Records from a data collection

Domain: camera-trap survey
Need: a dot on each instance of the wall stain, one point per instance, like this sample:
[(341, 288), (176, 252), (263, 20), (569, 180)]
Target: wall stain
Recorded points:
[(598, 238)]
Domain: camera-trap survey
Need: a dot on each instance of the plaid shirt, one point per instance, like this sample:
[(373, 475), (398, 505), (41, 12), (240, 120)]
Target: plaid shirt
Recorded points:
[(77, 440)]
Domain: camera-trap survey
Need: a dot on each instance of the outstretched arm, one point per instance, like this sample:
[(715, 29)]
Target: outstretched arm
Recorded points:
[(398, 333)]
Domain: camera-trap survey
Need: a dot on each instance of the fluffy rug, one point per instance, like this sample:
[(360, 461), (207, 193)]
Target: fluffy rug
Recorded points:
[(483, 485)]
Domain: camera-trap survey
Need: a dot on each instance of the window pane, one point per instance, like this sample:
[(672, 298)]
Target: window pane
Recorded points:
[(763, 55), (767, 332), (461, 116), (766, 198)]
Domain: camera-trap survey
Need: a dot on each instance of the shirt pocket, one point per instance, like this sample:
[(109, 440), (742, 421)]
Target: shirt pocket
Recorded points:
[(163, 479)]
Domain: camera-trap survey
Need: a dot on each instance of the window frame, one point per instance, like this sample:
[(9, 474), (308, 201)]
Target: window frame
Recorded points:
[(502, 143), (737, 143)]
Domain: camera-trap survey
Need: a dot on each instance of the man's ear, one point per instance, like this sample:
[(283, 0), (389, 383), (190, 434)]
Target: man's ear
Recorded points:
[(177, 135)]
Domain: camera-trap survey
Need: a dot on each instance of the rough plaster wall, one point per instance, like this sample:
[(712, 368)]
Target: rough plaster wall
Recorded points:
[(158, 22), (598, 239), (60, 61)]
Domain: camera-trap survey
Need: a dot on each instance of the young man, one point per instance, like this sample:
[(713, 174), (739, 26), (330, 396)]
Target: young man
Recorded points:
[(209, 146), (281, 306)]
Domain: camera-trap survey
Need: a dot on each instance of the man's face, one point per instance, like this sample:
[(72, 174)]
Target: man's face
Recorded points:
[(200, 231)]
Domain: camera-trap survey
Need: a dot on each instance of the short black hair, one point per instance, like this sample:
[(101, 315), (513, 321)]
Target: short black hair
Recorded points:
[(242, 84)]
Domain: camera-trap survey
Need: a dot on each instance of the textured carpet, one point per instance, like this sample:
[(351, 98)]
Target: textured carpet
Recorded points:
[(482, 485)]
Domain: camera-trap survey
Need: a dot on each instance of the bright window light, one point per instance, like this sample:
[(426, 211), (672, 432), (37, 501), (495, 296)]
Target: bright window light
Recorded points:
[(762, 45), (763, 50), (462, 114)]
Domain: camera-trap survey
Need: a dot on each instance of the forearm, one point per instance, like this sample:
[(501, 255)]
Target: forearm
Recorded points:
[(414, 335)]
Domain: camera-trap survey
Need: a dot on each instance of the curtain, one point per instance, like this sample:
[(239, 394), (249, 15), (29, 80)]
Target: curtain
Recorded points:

What is asked →
Reproduce all of the entries above line for line, leaving every character unchanged.

Answer in full →
Domain: camera-trap survey
Need: a dot on each instance of the wall stain, one point per instance, like this sample:
[(341, 288), (176, 252), (263, 20), (569, 180)]
Target: wall stain
Recorded points:
[(598, 238)]
Domain: camera-trap survey
Need: a dot on each instance of the plaid shirt, one point per instance, like this sample:
[(373, 475), (398, 505), (41, 12), (240, 120)]
Target: plaid shirt
Recorded points:
[(77, 440)]
Domain: camera-trap survey
Need: a dot on each instance of the outstretched arm, one point per instance, like this sample:
[(715, 29)]
Target: outstretched arm
Recorded points:
[(398, 333)]
Domain: camera-trap survey
Need: a dot on each instance of the fluffy rug, one point per instance, like this sample:
[(360, 461), (207, 193)]
Target: fluffy rug
Recorded points:
[(483, 485)]
Domain: camera-trap survey
Need: a dot on each instance of the window pane, one point per instance, like this sample:
[(672, 298)]
Target: window pane
Recorded points:
[(763, 55), (767, 332), (461, 116), (766, 198)]
Domain: camera-trap survey
Need: a dot on each instance of the shirt pocket, one point per instance, like this sample:
[(109, 440), (742, 421)]
Target: shirt pocket
Recorded points:
[(163, 479)]
Domain: camera-trap survey
Need: a dot on each instance of the window frame, one point per instance, like this sample:
[(9, 474), (308, 201)]
Target: window frame
Recorded points:
[(502, 143), (737, 143)]
Domain: camera-trap survey
Need: a dot on each instance of the man's ear, one point per instance, like this sample:
[(283, 0), (389, 383), (190, 434)]
Target: man's ear
Recorded points:
[(177, 135)]
Domain: camera-trap survey
Need: a dot on each instance of the rough plaster wall, one point per instance, like this sample:
[(712, 368)]
Target: rough plaster wall
Recorded points:
[(158, 22), (598, 239), (60, 61)]
Domain: camera-trap survey
Need: a dot on each instance of the young man, one point per instance, like this sample:
[(713, 174), (739, 26), (330, 396)]
Target: young man
Recorded points:
[(209, 146), (281, 306)]
Domain: camera-trap survey
Need: a dot on each instance of the man's face, one point per instance, like this sample:
[(72, 174)]
Target: man's face
Recorded points:
[(200, 231)]
Domain: camera-trap survey
Need: a dot on each instance of the short black hair, one point per instance, like this sample:
[(101, 315), (513, 321)]
Target: short black hair
Recorded points:
[(242, 84)]
Domain: camera-trap survey
Need: a dot on each instance of the textured carpet, one point per instance, like this sample:
[(351, 98)]
Target: textured carpet
Recorded points:
[(482, 485)]
Domain: camera-trap survey
Need: a dot on each instance of the bright window light, one point per instance, like this sample:
[(426, 211), (672, 432), (37, 501), (495, 296)]
Target: bright window light
Recorded points:
[(762, 45), (763, 50), (462, 114)]
Domain: camera-trap survey
Need: a dot on each instance of the forearm, one point per instance, like this sample:
[(501, 255)]
Target: forearm
Recorded points:
[(414, 335)]
Domain: camera-trap survey
Need: a dot on each instance of the curtain, one point per instance, like this sample:
[(239, 394), (249, 15), (29, 80)]
Target: curtain
Recorded points:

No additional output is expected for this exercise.